_EXTRACT_:
Special

Normal…this seems to be the word I am learning more about this week.

This word makes me think of my favorite book title, Everybody’s Normal Till You Get to Know Them. It’s weird to me the different emotions and the different stigmas we attach to this one word.

We want to feel included and accepted. We don’t want to be an outcast to our peers. We might strive to be normal…to fit in.

Over a decade ago when I was struggling with an addiction to alcohol, I found myself praying pleading with God to please help me drink like a normal person.

I recently had a conversation with my son. He worries about being normal. He doesn’t want to be normal. I discovered that, to him, this means he fears being average. He has a strong desire to excel at something and to have a cool talent.

This is often a desire we carry into adulthood with us. I even remember telling my husband a few years ago that all my life I have felt like I am good at LOTS of things…I just don’t feel like I excel at any one thing. (On a side note, it really used to tick me off when I would come across an individual who seemed to excel at everything. They could sing, dance, act, juggle a dozen poodles over their head…;) You name it, they could do it.)  The comparison trap is an ugly trap.

_ASSIGNMENT A_: Condense the paragraph of the post about being normal that begins "I recently had a conversation with my son" into a short bulleted list that keeps its main facts.
_ASSIGNMENT B_: According to the post about being normal, why might people strive to be normal? Answer in one to three sentences.
_ASSIGNMENT C_: From the post about being normal, reproduce everything from "We want to feel" down to "a cool talent." word for word.

Collected data entries:

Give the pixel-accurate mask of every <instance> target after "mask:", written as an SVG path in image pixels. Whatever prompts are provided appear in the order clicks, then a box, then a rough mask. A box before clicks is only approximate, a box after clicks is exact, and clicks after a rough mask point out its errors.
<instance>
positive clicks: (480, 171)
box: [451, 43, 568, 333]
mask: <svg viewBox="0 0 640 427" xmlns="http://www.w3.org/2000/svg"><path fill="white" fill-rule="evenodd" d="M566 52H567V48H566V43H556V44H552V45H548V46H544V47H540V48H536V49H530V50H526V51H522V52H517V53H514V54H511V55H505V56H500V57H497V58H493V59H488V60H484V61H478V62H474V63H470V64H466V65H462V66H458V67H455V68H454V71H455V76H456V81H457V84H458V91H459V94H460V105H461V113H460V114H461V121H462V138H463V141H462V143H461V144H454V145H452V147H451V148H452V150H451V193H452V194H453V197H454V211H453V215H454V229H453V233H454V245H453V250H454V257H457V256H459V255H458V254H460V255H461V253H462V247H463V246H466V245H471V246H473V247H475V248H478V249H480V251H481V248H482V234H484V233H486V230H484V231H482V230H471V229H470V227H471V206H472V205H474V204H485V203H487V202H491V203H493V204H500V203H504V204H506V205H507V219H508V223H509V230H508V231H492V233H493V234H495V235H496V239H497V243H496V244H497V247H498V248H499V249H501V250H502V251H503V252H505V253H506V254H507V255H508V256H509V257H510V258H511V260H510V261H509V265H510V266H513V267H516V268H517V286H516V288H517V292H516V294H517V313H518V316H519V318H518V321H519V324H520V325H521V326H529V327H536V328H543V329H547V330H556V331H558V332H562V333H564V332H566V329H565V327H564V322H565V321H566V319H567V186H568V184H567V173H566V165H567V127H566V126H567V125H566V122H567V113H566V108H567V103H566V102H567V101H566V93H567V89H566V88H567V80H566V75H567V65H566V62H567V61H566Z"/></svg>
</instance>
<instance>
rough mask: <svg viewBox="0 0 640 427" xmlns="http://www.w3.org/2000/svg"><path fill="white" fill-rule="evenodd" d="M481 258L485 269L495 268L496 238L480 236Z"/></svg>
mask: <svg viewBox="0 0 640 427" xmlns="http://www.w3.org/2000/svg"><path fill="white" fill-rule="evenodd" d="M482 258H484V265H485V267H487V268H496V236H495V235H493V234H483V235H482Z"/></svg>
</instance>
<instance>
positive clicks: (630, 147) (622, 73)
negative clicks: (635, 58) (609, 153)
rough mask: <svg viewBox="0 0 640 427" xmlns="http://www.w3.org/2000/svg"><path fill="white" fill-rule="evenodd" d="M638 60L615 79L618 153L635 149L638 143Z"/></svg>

_TASK OUTPUT A_:
- The writer recently talked with their son.
- He worries about being normal and doesn't want to be.
- To him, being normal means being average, which he fears.
- He strongly wants to excel at something and have a cool talent.

_TASK OUTPUT B_: People might strive to be normal in order to fit in. They want to feel included and accepted, and they don't want to be outcasts among their peers.

_TASK OUTPUT C_:
We want to feel included and accepted. We don’t want to be an outcast to our peers. We might strive to be normal…to fit in.

Over a decade ago when I was struggling with an addiction to alcohol, I found myself praying pleading with God to please help me drink like a normal person.

I recently had a conversation with my son. He worries about being normal. He doesn’t want to be normal. I discovered that, to him, this means he fears being average. He has a strong desire to excel at something and to have a cool talent.